Rewrite all of the material below so that each "innermost" becomes "most central". Leave everything else as it is.

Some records

#####

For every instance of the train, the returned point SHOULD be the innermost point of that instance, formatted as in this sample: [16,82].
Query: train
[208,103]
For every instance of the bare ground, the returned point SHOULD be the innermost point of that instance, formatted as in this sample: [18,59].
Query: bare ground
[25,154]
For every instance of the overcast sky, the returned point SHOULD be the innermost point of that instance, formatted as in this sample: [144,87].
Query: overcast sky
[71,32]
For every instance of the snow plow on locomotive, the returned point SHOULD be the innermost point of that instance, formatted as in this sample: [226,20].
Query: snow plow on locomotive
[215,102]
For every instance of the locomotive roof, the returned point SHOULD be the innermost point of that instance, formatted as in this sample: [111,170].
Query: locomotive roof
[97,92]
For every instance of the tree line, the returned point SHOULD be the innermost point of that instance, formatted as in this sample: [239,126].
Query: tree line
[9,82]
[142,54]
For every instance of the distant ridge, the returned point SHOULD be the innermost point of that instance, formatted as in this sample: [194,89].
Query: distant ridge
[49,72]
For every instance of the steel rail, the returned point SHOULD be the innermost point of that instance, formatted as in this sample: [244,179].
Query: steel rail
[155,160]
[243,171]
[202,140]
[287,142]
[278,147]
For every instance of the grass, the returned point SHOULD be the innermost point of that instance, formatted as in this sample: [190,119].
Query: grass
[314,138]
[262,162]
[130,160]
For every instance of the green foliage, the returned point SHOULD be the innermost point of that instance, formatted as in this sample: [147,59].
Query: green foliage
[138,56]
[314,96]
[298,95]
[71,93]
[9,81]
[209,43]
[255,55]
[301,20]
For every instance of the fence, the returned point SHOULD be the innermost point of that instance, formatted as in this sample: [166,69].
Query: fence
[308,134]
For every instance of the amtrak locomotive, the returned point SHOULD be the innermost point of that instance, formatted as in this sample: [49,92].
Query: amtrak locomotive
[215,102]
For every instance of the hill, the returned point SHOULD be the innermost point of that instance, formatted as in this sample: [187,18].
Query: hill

#####

Exercise response:
For every instance of the train, the returned point SHOULD be the most central point of that instance, formatted as in this sample: [16,82].
Query: train
[208,103]
For every instance of the bare ground, the returned point SHOULD be the most central point of that instance, formatted as in this sample: [18,59].
Query: bare ground
[25,154]
For every instance of the overcast sky, the returned point SHOULD be the most central point of that instance, formatted as in this sample: [144,87].
Query: overcast sky
[71,32]
For every instance of the snow plow on locomotive, the returned point SHOULD be the most central point of that instance, formatted as in this sample: [226,20].
Query: snow plow on locomotive
[215,102]
For every instance of the locomotive roof, the returned point SHOULD be the most central point of that instance, formatted as in this sample: [111,170].
Query: locomotive roof
[97,92]
For every instance of the tree line, the returned point SHOULD be the most central point of that instance, formatted as in this sample: [239,126].
Query: tree line
[9,82]
[142,54]
For every instance of the distant ridge, the returned point SHOULD be the most central point of that instance, formatted as in this sample: [194,89].
Query: distant ridge
[49,72]
For every instance of the steel rail, the returned point SHOULD be the most central point of that instance, formatted as in this sample: [244,179].
Query: steel rail
[155,160]
[243,171]
[202,140]
[287,142]
[278,147]
For every instance of the grass, the returned point SHOULD be the most central point of that instance, formatted as in this sample: [190,119].
Query: grass
[314,138]
[262,162]
[130,160]
For every instance of the green foliage, the returned point SHOULD be the most central point of that instance, formatted as in this sample: [147,59].
Query: green foliage
[138,56]
[314,96]
[298,95]
[71,93]
[9,81]
[209,43]
[255,55]
[301,20]
For every instance of the fence, the returned point SHOULD be the most central point of that instance, formatted as in this sample: [166,69].
Query: fence
[308,134]
For every instance of the amtrak locomotive, the returned point SHOULD be the most central point of that instance, formatted as in this sample: [49,92].
Query: amtrak locomotive
[215,102]
For every instance of the hill, the returned point SHOULD be the most central point of that instance, formatted as in this sample: [187,18].
Query: hill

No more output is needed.